Collection entries:
########

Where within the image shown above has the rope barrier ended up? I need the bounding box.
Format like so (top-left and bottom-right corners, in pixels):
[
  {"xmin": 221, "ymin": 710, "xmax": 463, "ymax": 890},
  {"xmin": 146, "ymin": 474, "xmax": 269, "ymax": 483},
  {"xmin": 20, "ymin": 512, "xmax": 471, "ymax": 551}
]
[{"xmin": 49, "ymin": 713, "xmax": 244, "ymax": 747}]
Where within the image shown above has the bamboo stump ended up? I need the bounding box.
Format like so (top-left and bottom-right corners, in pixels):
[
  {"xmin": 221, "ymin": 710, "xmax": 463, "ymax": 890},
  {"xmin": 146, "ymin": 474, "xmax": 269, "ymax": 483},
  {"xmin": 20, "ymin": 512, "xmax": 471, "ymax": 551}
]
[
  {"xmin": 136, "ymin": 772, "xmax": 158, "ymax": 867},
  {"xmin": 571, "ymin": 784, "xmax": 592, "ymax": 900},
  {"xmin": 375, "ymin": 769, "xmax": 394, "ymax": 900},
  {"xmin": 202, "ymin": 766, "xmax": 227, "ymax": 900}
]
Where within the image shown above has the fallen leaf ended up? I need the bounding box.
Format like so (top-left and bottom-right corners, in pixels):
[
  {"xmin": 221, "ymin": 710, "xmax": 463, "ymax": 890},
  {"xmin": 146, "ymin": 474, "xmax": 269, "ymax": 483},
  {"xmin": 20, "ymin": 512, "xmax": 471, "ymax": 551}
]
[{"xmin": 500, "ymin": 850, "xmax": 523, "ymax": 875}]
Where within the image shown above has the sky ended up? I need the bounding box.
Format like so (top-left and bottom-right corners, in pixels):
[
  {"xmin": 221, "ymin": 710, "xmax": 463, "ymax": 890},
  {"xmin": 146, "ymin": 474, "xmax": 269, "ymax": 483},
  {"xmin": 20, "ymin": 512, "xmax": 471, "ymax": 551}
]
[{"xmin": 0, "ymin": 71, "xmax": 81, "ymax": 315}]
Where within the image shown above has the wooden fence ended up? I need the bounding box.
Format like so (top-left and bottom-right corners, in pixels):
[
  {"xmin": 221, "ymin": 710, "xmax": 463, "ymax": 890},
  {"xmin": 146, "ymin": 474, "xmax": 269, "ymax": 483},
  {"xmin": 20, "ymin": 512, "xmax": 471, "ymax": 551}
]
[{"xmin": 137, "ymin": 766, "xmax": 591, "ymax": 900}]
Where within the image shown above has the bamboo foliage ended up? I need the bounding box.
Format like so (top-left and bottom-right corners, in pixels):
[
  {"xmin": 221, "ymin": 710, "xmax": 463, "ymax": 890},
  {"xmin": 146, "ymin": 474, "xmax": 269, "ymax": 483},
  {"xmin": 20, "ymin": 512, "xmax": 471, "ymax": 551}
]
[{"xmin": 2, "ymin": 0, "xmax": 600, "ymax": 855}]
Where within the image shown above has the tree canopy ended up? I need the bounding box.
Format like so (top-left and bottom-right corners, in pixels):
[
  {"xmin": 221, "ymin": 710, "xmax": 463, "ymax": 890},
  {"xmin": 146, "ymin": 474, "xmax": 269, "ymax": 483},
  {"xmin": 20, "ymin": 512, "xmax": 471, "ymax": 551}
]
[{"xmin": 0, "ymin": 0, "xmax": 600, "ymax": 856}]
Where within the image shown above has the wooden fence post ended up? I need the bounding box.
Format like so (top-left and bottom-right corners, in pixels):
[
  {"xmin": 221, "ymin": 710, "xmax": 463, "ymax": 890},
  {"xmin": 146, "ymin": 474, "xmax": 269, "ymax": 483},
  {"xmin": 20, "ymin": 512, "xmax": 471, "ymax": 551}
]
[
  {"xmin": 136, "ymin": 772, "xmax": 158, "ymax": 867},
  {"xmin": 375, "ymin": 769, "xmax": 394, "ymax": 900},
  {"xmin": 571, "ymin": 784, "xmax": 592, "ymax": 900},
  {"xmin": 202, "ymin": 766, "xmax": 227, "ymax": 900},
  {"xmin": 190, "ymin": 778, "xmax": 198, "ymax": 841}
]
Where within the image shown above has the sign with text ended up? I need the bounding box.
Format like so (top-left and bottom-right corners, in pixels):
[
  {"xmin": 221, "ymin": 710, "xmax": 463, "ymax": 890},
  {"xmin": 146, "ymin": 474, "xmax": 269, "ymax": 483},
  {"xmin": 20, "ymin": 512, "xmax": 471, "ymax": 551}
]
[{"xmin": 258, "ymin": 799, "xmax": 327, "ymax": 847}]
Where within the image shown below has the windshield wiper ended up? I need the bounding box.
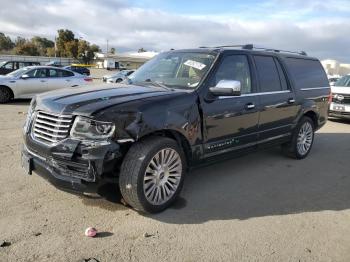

########

# WHAT IS REQUIRED
Please reproduce the listing above with each "ended up" changed to "landed" and nothing else altered. Leave the pictures out of your answer.

# EXERCISE SOLUTION
Where within the image shown above has the rope barrier landed? I need the bounding box.
Format like so (top-left and bottom-right corners, in pixels):
[
  {"xmin": 221, "ymin": 710, "xmax": 463, "ymax": 890},
  {"xmin": 146, "ymin": 474, "xmax": 269, "ymax": 483},
  {"xmin": 20, "ymin": 512, "xmax": 471, "ymax": 551}
]
[{"xmin": 49, "ymin": 713, "xmax": 244, "ymax": 747}]
Where within the image shown above has the bamboo stump landed? I need the bounding box.
Format like so (top-left and bottom-right corners, in pixels):
[
  {"xmin": 221, "ymin": 710, "xmax": 463, "ymax": 890},
  {"xmin": 146, "ymin": 474, "xmax": 269, "ymax": 483},
  {"xmin": 20, "ymin": 512, "xmax": 471, "ymax": 551}
]
[
  {"xmin": 136, "ymin": 772, "xmax": 158, "ymax": 867},
  {"xmin": 571, "ymin": 784, "xmax": 592, "ymax": 900},
  {"xmin": 375, "ymin": 769, "xmax": 394, "ymax": 900},
  {"xmin": 202, "ymin": 766, "xmax": 227, "ymax": 900}
]
Where within the image shown above has the fallen leaf landed? I need the bounding box.
Format like so (top-left and bottom-right corners, in pixels):
[
  {"xmin": 221, "ymin": 710, "xmax": 463, "ymax": 890},
  {"xmin": 146, "ymin": 474, "xmax": 269, "ymax": 483},
  {"xmin": 20, "ymin": 512, "xmax": 471, "ymax": 551}
]
[{"xmin": 500, "ymin": 850, "xmax": 523, "ymax": 875}]
Where within the image shown above has the sky landed? I need the bounding box.
Format like so (top-left and bottom-right corners, in pixels):
[
  {"xmin": 221, "ymin": 710, "xmax": 463, "ymax": 890},
  {"xmin": 146, "ymin": 474, "xmax": 269, "ymax": 483},
  {"xmin": 20, "ymin": 512, "xmax": 471, "ymax": 551}
]
[{"xmin": 0, "ymin": 71, "xmax": 81, "ymax": 315}]
Where within the image shown above has the wooden fence landed? I need the bounding box.
Format like so (top-left and bottom-right corners, in pixels):
[
  {"xmin": 221, "ymin": 710, "xmax": 463, "ymax": 890},
  {"xmin": 146, "ymin": 474, "xmax": 269, "ymax": 483},
  {"xmin": 20, "ymin": 512, "xmax": 471, "ymax": 551}
]
[{"xmin": 137, "ymin": 766, "xmax": 591, "ymax": 900}]
Where within the image shown above has the bamboo foliage landed? I need the bounding box.
Format like so (top-left and bottom-right corners, in pixels):
[
  {"xmin": 221, "ymin": 710, "xmax": 463, "ymax": 890},
  {"xmin": 146, "ymin": 474, "xmax": 269, "ymax": 483},
  {"xmin": 20, "ymin": 512, "xmax": 471, "ymax": 551}
]
[{"xmin": 2, "ymin": 0, "xmax": 600, "ymax": 855}]
Where within the image shown above has the tree canopy landed? I need the bounding box.
Format like so (top-left and bottom-right corners, in pixels):
[
  {"xmin": 221, "ymin": 710, "xmax": 463, "ymax": 890},
  {"xmin": 146, "ymin": 474, "xmax": 269, "ymax": 483},
  {"xmin": 20, "ymin": 512, "xmax": 471, "ymax": 551}
]
[{"xmin": 0, "ymin": 0, "xmax": 600, "ymax": 856}]
Where within the image shown above has the wooden fence post landed? I need the bounding box.
Format like so (top-left and bottom-right corners, in pixels):
[
  {"xmin": 221, "ymin": 710, "xmax": 463, "ymax": 890},
  {"xmin": 146, "ymin": 474, "xmax": 269, "ymax": 483},
  {"xmin": 20, "ymin": 512, "xmax": 471, "ymax": 551}
]
[
  {"xmin": 136, "ymin": 772, "xmax": 158, "ymax": 867},
  {"xmin": 375, "ymin": 769, "xmax": 394, "ymax": 900},
  {"xmin": 571, "ymin": 784, "xmax": 592, "ymax": 900},
  {"xmin": 202, "ymin": 766, "xmax": 227, "ymax": 900},
  {"xmin": 190, "ymin": 778, "xmax": 198, "ymax": 841}
]
Where within the image shown above has the sign with text landed? I need the bounding box.
Format like so (top-left and bottom-right corners, in pixels):
[
  {"xmin": 221, "ymin": 710, "xmax": 463, "ymax": 890},
  {"xmin": 146, "ymin": 474, "xmax": 269, "ymax": 483},
  {"xmin": 20, "ymin": 512, "xmax": 471, "ymax": 551}
]
[{"xmin": 258, "ymin": 799, "xmax": 327, "ymax": 847}]
Where within the image shown below has the windshield wiper landed? I need the bounding box.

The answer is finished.